• _RECORDS FOR PROCESSING_
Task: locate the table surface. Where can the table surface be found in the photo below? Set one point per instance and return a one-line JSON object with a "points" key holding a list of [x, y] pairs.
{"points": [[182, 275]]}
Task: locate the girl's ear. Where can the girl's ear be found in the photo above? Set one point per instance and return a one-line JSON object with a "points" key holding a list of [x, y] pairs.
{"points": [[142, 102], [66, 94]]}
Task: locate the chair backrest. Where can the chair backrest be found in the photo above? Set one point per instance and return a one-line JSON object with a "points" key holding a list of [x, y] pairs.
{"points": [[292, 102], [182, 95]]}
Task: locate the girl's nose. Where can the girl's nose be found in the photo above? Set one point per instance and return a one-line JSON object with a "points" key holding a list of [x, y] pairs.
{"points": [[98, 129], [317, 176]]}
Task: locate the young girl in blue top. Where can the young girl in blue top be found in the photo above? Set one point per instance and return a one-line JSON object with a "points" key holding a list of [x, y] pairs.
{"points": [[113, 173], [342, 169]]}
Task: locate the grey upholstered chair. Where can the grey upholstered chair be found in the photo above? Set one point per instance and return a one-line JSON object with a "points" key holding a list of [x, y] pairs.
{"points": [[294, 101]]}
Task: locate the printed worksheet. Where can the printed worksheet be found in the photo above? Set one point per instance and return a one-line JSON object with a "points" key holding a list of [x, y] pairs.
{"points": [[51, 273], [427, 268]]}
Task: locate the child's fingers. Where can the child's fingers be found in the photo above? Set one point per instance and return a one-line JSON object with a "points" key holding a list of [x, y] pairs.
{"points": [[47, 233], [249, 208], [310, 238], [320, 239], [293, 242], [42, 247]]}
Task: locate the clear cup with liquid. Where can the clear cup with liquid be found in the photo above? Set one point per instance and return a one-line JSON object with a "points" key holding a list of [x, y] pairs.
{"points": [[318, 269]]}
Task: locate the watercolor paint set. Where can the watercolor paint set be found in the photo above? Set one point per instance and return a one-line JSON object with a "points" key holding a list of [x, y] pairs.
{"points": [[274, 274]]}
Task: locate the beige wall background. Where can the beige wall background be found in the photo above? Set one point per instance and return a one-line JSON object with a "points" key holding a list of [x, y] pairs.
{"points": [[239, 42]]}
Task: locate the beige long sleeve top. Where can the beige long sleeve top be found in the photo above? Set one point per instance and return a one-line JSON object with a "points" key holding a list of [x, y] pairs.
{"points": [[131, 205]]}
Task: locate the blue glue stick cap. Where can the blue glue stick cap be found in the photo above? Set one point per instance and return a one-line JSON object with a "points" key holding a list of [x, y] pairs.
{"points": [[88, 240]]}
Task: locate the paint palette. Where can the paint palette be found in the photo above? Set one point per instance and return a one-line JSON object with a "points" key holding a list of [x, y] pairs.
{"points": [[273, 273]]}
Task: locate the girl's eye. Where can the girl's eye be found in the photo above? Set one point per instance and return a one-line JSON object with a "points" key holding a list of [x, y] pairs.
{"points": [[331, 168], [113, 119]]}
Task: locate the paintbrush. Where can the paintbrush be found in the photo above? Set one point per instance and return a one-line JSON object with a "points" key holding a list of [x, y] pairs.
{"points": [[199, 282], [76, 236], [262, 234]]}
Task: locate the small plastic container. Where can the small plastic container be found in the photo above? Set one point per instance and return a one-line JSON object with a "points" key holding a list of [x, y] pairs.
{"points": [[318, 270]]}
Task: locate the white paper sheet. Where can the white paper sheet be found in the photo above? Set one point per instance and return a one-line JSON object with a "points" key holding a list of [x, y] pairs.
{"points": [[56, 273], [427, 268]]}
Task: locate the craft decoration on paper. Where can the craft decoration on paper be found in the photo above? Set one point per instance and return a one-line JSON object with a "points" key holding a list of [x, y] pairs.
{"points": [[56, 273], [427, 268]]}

• _GOAL_
Please return the data above exactly as given.

• _ANSWER TO THIS EXERCISE_
Task: locate the table surface. Where can the table surface be found in the photo below? Set one point per instance and return a one-line JSON object with a "points" key holding a list of [x, y] pairs.
{"points": [[182, 275]]}
Task: locate the girl's ear. Where can the girl's ear be found in the photo above? Set one point per instance and return a one-line JSON object with a "points" key holding a list of [x, y] pairs.
{"points": [[142, 102], [66, 94]]}
Task: locate the chair backrest. Where can the chair backrest be found in the photo above? Set one point per instance and return a one-line JSON object with a "points" key holding a list of [x, y] pairs.
{"points": [[292, 102], [182, 95]]}
Task: locate the girl's nose. Where can the girl's nose be found in the photo above? Set one point per instance and return a one-line JSON object with a "points" key holding a list of [x, y] pairs.
{"points": [[98, 129], [317, 176]]}
Task: locate the young girl in blue top. Where can the young girl in blue top be found in the photo above? Set one point per instance and return a one-line JSON object with a "points" key holding a list of [x, y] pairs.
{"points": [[113, 173], [342, 169]]}
Task: locate the grey upholstered chair. Where can the grey upholstered chair be found in the photo above? Set one point per instance and return a one-line JSON object with a "points" key holding a list of [x, y] pairs.
{"points": [[294, 101]]}
Task: locate the printed worksheet. Where can the printed worksheet be found in the photo above? Set one point per instance and return a one-line JSON object with a "points" key holding a list of [x, y] pairs.
{"points": [[51, 273], [427, 268]]}
Task: locate the child's fingers. Where can the child's fingers be found in the photo above? Set one point per instance and return a one-line JSON object with a "points" key holding a list of [x, y] pairs.
{"points": [[47, 233], [249, 208], [310, 238], [320, 239], [293, 242], [42, 247]]}
Task: locate the clear cup with liquid. Where can the clear cup with liquid be found in the photo above? Set one point per instance and return a one-line JSON object with a "points" key holding a list of [x, y] pairs.
{"points": [[318, 269]]}
Task: locate the watercolor paint set. Where can the watercolor paint set be found in the photo above? Set one point per instance and return a one-line JSON object with a "points" key holding a list of [x, y] pairs.
{"points": [[274, 274]]}
Task: locate the beige wall background. Where can the beige wall background be found in the photo above? Set one point per instance and return a one-line JSON object with a "points" key holding a list of [x, y] pairs.
{"points": [[239, 42]]}
Task: locate the beige long sleeve top. Where can the beige long sleeve top be found in the photo above? Set one point per instance and return a one-line JSON object with a "points" key holding a list of [x, y] pairs.
{"points": [[131, 205]]}
Task: locate the blue glue stick cap. Where can the blue glue stick cap be found in the photo above? Set one point per instance and return a one-line JSON object with a "points" key holding a list of [x, y] pairs.
{"points": [[88, 240]]}
Task: locate the paint palette. Where can the paint palette be found in the photo above? Set one point per instance and return a one-line JSON object with a "points" key holding a list of [x, y] pairs.
{"points": [[273, 273]]}
Task: locate the girl's eye. Where can the girl's eye be found in the photo above? Set one point per instance and return a one-line JSON object with a "points" key holding a list of [x, y] pairs.
{"points": [[331, 168], [113, 119]]}
Task: locate the paintbrush. Where can the paintbrush be found in the photo above? Set one point per instance and return a one-line JSON object with a "points" key holding a list of [x, y] pairs.
{"points": [[199, 282], [76, 236], [262, 234]]}
Task: locate the small plastic container. Where can the small plastic container be found in the photo above? Set one point per instance and return a one-line JSON object with a "points" key holding a list of [x, y] pairs.
{"points": [[318, 270]]}
Task: locate the white paper sheet. Where can the white paper sheet be found in the photo above? Set one point per instance and return a one-line JSON object with a "points" key holding a list of [x, y] pairs.
{"points": [[56, 273], [427, 268]]}
Task: locate the craft decoration on paper. Where can the craft decoration on paper be found in the photo above? Set one point per instance and return a one-line JSON object with a "points" key holding a list of [x, y] pairs.
{"points": [[56, 273], [427, 268]]}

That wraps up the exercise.